SELECTED TEXT:
....
6. System information

sachinprasadhs commented 3 years ago

Faster RCNN works in multiple stages.

google-ml-butler[bot] commented 3 years ago

This issue has been automatically marked as stale because it has not had recent activity. It will be closed if no further activity occurs. Thank you.

iumyx2612 commented 3 years ago

Faster RCNN works in multiple stages.

  • It takes the feature maps from CNN and passes them to the Region Proposal Network(RPN), and result of this is the n anchor boxes which you see in the left side of the image above. These Anchor boxes have different sizes and RPN predicts the probability that anchor is an object(without labels) and bounding box regressor for adjusting the anchors for better fit the object. That is the reason the RPN network output image won't be close to the final output since it has not passed the second stage.
....
WHAT THIS EXERCISE ASKS:
A – Using the Faster RCNN thread, decide whether each statement agrees with it: (i) the RPN predicts the probability that an anchor is an object, with labels; (ii) the issue was automatically marked as stale for lack of recent activity; (iii) the RPN receives feature maps from the CNN. For each, give yes or no and quote the words of the thread that settle it.
B – Duplicate the passage of the Faster RCNN thread starting with "sachinprasadhs commented 3" and going on through "the second stage.".
C – Finish out the next part of the Faster RCNN thread, picking up after its last sentence.

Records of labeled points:
....
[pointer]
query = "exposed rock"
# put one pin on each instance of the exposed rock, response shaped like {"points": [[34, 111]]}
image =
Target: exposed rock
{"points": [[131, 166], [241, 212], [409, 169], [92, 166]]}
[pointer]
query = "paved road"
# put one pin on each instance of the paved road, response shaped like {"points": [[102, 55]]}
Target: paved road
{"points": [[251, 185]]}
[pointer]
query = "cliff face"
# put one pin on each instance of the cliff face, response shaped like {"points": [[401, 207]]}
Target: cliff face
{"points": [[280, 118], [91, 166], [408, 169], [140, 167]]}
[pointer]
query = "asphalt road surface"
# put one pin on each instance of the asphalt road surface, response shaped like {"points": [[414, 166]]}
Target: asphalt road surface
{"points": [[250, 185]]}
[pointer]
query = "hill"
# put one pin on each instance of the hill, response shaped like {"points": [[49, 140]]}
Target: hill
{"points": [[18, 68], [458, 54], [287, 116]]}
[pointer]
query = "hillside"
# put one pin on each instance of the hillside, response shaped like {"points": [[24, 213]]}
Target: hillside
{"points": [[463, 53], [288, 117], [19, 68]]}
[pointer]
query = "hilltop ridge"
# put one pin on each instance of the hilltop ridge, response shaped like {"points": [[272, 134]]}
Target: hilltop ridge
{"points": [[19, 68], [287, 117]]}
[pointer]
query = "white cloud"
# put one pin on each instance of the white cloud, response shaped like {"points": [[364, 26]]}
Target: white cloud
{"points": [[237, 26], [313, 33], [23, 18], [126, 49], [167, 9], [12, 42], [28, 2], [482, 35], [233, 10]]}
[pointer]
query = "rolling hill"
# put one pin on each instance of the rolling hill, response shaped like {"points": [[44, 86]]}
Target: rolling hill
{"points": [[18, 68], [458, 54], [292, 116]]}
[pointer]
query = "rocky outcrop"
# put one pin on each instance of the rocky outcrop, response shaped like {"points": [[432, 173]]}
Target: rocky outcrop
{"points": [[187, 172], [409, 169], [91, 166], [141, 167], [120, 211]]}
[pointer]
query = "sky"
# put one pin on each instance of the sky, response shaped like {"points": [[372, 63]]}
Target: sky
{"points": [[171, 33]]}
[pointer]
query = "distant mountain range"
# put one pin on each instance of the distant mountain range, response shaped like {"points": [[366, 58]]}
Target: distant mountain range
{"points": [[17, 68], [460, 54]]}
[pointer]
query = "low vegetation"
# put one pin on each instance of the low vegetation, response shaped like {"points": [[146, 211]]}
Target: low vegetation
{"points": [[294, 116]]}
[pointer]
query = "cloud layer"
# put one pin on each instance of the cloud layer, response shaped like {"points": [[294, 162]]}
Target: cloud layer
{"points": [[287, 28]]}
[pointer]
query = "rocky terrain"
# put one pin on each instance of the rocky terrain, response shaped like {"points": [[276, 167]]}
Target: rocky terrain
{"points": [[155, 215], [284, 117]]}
....
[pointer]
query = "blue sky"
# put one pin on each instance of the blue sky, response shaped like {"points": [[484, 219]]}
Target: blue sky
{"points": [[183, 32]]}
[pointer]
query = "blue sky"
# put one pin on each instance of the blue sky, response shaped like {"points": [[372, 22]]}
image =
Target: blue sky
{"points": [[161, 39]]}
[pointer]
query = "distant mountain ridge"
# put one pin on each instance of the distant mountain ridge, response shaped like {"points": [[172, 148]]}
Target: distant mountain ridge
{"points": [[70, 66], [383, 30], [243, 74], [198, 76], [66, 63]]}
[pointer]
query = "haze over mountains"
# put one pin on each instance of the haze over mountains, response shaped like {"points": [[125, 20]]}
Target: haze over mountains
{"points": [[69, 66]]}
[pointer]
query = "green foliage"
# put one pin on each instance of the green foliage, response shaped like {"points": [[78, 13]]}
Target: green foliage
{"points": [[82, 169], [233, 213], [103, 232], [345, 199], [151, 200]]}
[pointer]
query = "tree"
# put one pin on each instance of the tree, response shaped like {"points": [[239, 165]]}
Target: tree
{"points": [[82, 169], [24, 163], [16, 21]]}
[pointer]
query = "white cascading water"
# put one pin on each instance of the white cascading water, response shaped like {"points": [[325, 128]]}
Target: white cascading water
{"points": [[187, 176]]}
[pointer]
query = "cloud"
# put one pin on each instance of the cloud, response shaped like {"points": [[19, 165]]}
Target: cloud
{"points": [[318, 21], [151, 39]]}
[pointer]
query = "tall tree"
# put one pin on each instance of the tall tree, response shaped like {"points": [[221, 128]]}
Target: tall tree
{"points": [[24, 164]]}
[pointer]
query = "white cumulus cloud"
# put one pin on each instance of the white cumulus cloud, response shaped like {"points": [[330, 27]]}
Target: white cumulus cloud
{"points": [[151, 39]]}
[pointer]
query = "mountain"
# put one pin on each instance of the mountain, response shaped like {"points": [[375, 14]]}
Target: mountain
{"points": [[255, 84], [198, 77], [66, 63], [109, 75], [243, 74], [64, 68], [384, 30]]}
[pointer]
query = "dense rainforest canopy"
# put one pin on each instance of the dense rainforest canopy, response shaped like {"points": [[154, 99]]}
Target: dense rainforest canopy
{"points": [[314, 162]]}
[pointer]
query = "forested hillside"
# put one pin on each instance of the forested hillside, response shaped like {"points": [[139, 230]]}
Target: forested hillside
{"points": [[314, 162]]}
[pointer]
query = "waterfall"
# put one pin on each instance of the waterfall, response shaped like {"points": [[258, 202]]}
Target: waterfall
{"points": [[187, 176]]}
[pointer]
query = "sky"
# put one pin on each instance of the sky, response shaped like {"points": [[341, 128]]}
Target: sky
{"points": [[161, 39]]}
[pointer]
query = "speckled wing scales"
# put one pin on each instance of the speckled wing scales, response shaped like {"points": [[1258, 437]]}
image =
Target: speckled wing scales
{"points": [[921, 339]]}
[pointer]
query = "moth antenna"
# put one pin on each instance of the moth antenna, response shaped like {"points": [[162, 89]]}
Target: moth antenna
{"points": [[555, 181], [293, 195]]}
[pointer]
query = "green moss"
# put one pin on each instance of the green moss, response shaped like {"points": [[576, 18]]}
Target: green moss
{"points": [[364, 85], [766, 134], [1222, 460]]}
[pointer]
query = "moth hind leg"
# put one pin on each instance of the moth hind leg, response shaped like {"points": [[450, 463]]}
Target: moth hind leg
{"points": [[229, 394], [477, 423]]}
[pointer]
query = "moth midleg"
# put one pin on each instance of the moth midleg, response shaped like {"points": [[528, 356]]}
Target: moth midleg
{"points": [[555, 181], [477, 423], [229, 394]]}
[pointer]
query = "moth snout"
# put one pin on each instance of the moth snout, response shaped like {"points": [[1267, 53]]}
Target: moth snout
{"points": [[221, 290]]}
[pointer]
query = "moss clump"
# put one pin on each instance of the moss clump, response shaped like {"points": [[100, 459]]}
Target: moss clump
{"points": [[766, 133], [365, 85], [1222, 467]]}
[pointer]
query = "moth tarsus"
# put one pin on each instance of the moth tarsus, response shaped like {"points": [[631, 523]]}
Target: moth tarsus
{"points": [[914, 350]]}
....
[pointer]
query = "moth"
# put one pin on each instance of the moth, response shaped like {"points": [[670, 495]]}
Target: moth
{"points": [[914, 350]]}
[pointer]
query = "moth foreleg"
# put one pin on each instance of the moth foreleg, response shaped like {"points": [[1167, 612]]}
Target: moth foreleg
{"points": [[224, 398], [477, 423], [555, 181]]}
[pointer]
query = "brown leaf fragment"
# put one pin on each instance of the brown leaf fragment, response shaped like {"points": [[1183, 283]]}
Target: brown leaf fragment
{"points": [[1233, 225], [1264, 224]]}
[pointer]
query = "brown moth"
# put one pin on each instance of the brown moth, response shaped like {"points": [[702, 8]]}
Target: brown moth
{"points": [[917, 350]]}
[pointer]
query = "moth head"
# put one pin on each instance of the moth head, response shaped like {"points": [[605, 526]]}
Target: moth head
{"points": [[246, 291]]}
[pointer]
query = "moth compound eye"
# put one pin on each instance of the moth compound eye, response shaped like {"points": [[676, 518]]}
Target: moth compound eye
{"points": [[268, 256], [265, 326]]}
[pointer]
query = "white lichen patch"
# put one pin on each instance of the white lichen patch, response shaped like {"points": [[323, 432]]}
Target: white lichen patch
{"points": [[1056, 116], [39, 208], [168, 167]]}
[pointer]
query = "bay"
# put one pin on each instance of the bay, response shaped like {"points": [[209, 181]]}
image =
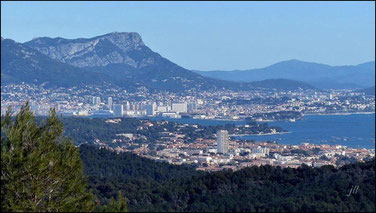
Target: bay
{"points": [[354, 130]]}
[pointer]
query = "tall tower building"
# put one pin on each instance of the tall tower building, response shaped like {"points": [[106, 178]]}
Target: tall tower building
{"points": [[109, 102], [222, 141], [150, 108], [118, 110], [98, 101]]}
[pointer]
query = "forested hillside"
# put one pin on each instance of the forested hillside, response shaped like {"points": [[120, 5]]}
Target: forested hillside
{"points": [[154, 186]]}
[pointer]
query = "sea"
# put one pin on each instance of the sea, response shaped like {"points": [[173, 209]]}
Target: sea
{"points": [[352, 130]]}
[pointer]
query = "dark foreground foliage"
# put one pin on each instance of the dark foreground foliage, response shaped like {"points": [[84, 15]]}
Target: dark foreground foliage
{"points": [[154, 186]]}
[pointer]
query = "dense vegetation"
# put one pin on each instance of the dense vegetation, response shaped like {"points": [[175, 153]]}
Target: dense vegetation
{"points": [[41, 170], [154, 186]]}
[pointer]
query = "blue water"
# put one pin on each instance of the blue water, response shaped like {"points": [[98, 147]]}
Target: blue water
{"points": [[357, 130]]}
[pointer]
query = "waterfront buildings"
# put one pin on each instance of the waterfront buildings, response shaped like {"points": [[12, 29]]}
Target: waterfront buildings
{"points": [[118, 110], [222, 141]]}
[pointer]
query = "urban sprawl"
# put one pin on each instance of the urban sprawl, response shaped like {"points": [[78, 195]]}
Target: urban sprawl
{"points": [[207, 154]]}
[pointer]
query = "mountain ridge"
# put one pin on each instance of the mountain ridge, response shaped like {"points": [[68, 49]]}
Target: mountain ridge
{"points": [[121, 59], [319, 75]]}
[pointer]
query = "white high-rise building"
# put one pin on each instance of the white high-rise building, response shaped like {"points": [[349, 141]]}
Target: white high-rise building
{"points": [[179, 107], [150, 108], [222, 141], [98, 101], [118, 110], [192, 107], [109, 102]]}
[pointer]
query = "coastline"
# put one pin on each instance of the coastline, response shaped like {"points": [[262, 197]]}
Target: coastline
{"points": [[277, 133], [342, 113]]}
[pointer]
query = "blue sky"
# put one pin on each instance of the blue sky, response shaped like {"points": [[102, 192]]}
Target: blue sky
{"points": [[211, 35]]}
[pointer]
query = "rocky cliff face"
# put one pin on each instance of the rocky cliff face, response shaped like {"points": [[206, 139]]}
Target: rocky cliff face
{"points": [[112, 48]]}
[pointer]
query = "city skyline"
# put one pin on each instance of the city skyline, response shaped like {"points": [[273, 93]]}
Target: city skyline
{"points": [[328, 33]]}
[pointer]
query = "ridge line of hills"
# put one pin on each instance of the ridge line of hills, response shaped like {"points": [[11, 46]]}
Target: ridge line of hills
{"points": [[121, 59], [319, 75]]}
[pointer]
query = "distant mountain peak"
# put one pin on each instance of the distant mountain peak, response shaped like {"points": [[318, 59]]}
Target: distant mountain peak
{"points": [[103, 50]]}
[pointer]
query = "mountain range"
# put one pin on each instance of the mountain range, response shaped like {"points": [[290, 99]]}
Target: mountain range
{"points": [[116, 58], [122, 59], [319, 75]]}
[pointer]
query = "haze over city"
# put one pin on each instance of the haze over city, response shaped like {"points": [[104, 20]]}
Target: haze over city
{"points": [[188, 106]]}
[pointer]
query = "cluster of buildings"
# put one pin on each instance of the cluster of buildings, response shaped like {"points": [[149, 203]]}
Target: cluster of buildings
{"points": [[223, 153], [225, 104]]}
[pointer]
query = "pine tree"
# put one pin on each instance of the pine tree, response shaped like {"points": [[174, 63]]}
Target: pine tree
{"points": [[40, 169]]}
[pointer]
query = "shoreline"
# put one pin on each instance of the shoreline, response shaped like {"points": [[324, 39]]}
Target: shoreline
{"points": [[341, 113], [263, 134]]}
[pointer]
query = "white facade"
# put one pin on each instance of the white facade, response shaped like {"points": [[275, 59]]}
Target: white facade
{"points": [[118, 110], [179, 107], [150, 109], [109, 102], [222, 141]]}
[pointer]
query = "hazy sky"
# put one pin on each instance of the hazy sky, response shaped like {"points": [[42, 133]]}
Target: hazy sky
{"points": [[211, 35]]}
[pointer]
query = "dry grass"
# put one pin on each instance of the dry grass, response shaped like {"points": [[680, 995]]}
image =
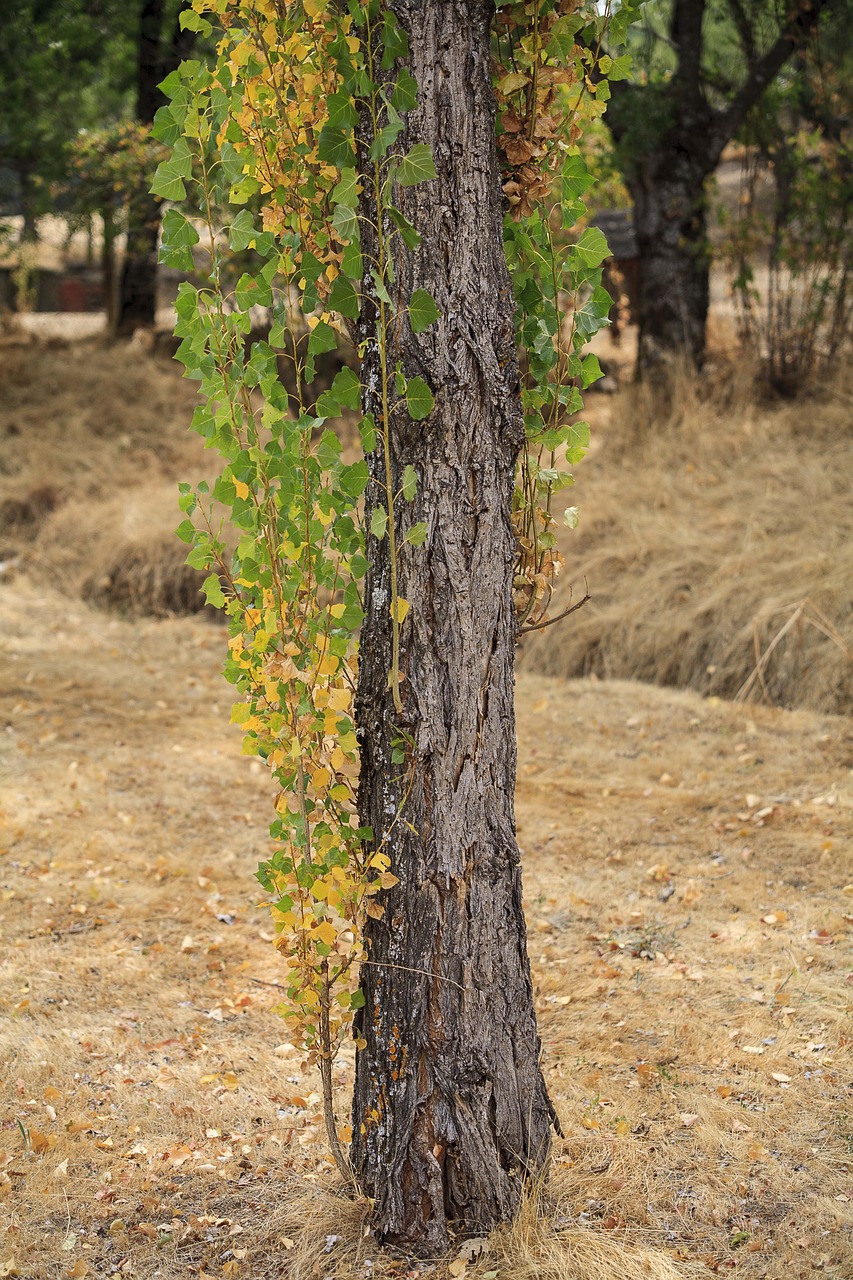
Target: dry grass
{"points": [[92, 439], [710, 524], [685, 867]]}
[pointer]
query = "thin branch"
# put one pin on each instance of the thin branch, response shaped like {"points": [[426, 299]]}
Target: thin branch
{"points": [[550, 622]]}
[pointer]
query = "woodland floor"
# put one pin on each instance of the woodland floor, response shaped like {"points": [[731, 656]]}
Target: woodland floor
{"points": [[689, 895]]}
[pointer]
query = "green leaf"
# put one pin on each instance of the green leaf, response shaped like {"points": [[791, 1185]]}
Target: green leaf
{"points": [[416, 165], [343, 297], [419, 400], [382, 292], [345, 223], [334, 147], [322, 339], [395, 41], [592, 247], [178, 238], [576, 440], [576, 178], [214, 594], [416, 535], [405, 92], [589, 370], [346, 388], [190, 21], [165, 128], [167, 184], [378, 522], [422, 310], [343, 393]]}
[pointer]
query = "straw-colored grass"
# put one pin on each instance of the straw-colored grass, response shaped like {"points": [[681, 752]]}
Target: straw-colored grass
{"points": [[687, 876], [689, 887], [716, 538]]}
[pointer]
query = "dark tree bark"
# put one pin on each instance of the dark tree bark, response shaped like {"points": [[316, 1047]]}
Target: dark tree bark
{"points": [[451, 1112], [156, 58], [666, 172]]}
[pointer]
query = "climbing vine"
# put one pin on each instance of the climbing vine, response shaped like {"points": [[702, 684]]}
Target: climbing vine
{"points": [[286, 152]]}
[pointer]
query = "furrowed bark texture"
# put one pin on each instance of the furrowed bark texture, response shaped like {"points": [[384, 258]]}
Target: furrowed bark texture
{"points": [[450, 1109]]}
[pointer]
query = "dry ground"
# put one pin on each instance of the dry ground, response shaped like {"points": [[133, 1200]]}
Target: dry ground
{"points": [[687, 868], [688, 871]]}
....
WRITTEN ANSWERS:
A –
(i) No: "RPN predicts the probability that anchor is an object(without labels)"
(ii) Yes: "This issue has been automatically marked as stale because it has not had recent activity."
(iii) Yes: "It takes the feature maps from CNN and passes them to the Region Proposal Network(RPN)"

B –
sachinprasadhs commented 3 years ago

Faster RCNN works in multiple stages.

google-ml-butler[bot] commented 3 years ago

This issue has been automatically marked as stale because it has not had recent activity. It will be closed if no further activity occurs. Thank you.

iumyx2612 commented 3 years ago

Faster RCNN works in multiple stages.

  • It takes the feature maps from CNN and passes them to the Region Proposal Network(RPN), and result of this is the n anchor boxes which you see in the left side of the image above. These Anchor boxes have different sizes and RPN predicts the probability that anchor is an object(without labels) and bounding box regressor for adjusting the anchors for better fit the object. That is the reason the RPN network output image won't be close to the final output since it has not passed the second stage.

C –
  • After the RPN, it is passed to the pooling layer so that each proposals with no classes assigned will be cropped and classified to a object by extracting fixed size feature maps for each anchor. Finally, these feature maps are passed to a fully connected layer which has a softmax and linear regression layer to classify the object and predict the final bounding boxes for the identified objects. That is where you see the accurate bounding boxes in the right image.

I understand the concept but in Resnet-50 backbone below, the FPN did a pretty good job on the proposal regions. I'm scared that in the Resnet-101 backbone, the region passed to the pooling layer isn't good (which is weird because Resnet-101 is expected to do better than Resnet-50 right?) which may make the prediction head to do poorly.